EXCERPT:
Now 68, Wilko’s book begins at the beginning, with his childhood on Canvey Island in the Thames estuary.

His beloved wife of 40+ years, Irene, who lost her own battle with cancer in 2004, had supported him right from their earliest days together, as teenage sweethearts.

He’d craved the Fender Telecaster he’d spotted in a local shop, but the price tag of £107 – a small fortune in 1965 – was way beyond his means. However, when the price was reduced to £90, he’d gone for it and put down a deposit.

“In those days, you weren’t allowed to make any financial dealings under the age of 21 without parental permission and my mother wouldn’t have allowed me to have a credit arrangement,” he said.

“I asked if I could pay them in instalments and they said yes, so I used to go in and pay them out of my dinner money.

“They kept the guitar in the shop and each time I went in, they would allow me to sit and play it.

“It was taking ages though and by then, that particular guitar was very fashionable because Eric Clapton was playing one, so they weren’t very happy about it.

“It just happened that Irene had the exact amount I owed in her Post Office savings account and although her father wouldn’t have been happy about it at all, she got the money out.

“I’ve still got the guitar, but I haven’t got Irene any more.”

He left Canvey Island for an English degree at Newcastle University, where he chose all the medieval courses open to him, including a study of ancient Icelandic mythology.

“I was the only one who took that option,” he laughed, before reciting part of a “wonderful old story” – in an Icelandic tongue now dead to most.

Incidentally, he first visited Hexham when he was tasked with building a 10ft high crucifix for the university’s drama group, when it mounted a production in the Abbey.

“I felt like a medieval mason, I really felt part of that building, as I swung my hammer and ‘bang’, in went the next nail.”

After graduation, he briefly taught English, during which time the “long-haired hippy wearing a tank top” distinguished himself by sitting cross-legged on the teacher’s desk, looking for all the world like he was meditating – until a fateful meeting sent him ricocheting off on another orbit entirely.

SOURCE DATA:
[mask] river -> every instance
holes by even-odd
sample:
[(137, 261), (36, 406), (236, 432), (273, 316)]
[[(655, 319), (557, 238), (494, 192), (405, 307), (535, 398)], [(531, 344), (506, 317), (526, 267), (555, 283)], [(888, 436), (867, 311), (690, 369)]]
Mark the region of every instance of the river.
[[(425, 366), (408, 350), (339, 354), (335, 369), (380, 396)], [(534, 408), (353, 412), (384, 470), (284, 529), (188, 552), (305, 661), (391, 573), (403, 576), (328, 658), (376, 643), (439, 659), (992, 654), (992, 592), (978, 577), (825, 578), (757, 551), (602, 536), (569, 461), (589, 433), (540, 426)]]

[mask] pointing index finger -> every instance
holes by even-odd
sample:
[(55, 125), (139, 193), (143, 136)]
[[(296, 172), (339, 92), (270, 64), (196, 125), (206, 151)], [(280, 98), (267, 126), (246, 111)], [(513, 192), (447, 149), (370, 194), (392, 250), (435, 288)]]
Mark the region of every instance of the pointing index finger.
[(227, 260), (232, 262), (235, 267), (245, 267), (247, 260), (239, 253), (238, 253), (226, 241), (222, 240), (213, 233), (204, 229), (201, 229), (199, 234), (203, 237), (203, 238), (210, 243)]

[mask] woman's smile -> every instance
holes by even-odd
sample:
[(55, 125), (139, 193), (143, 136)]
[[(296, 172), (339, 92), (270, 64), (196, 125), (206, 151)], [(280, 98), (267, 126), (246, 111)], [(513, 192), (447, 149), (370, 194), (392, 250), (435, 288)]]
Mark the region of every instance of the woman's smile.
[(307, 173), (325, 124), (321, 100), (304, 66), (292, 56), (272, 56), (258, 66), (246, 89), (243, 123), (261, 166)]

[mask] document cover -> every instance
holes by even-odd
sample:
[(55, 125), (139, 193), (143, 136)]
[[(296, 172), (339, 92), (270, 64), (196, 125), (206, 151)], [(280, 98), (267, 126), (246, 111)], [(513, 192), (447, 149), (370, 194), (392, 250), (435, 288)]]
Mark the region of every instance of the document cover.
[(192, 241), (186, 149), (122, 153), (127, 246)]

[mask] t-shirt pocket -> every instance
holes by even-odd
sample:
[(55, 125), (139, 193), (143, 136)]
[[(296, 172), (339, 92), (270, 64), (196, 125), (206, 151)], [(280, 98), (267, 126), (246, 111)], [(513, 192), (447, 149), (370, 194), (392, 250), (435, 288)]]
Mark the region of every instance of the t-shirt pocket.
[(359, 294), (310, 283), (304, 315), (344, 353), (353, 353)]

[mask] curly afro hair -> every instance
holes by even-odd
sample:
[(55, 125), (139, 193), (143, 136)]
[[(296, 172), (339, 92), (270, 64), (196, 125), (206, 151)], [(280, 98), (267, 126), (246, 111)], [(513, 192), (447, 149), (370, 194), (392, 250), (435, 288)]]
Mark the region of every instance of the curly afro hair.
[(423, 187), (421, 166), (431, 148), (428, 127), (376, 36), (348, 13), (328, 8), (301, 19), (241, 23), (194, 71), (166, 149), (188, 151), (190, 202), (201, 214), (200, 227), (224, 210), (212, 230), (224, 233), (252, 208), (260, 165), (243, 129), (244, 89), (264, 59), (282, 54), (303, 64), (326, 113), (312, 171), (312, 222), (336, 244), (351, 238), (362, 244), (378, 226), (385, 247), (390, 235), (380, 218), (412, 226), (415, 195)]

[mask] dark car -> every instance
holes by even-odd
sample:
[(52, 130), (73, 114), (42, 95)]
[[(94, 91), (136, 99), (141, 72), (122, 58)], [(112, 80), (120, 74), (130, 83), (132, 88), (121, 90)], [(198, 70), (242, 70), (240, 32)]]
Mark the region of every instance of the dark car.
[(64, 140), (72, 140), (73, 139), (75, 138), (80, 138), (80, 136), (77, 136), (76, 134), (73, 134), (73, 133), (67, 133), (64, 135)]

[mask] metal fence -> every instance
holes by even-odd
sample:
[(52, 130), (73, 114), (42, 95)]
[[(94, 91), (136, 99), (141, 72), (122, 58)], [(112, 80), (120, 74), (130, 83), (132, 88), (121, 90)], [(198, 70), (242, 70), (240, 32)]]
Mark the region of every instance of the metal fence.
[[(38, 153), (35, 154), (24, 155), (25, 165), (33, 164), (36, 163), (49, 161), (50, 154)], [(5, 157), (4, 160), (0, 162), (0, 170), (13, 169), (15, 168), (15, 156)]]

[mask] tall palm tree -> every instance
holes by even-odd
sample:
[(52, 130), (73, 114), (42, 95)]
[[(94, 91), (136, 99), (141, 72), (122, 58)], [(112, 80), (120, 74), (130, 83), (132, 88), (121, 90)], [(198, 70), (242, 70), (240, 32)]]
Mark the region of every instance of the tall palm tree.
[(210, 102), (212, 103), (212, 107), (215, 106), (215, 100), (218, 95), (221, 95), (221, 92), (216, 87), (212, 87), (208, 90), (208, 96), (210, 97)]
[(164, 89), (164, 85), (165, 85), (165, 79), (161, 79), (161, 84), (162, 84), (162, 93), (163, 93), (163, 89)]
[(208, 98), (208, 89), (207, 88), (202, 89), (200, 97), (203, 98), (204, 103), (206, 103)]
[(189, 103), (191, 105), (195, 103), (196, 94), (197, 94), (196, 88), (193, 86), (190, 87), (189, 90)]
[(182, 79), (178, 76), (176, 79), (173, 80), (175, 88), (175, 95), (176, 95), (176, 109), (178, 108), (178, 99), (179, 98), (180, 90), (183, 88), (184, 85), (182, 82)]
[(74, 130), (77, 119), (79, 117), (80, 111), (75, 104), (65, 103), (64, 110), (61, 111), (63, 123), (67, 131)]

EXERCISE PROMPT: Extend the profile of Wilko beyond its final sentence about his brief spell teaching English.

ANSWER BOX:
He was just walking along on Canvey Island one day when he bumped into budding Dr Feelgood front man Lee Brilleaux.

“Lee was a very, very vivid personality,” said Wilko. “He was so intense and he had this great thing on stage – there was this tension and violence about him. He was a front man!”

But six years later, just as the band was getting gigs abroad, the tension between the guitarist with an amphetamine habit and the vocalist partial to his drink proved too much.

The band’s official website says Wilko left – he says he was kicked out.

Motorhead’s Lemmie said: “Speed freaks and drunks don’t get along!”

Whatever the truth of it, the pair never saw each other again and Brilleaux died of cancer in 1994 at the age of 41, two days after Kurt Kobain.

Wilko himself said he’d never felt more alive – elated, even – than he did during the year he thought he was dying.

The depression that had plagued him throughout his life had vanished as he savoured every last moment.

“You have this bubble around you and in many ways, it’s a marvellous feeling – you are standing apart from the world,” he said. It makes you think about what’s important, I learned a lot about life.

“But I’ve got my feet back on the ground now.

“ As I came back down to earth, I thought ‘here comes the misery again’. I felt myself getting lower and lower and thought ‘yes, I’m getting better’.”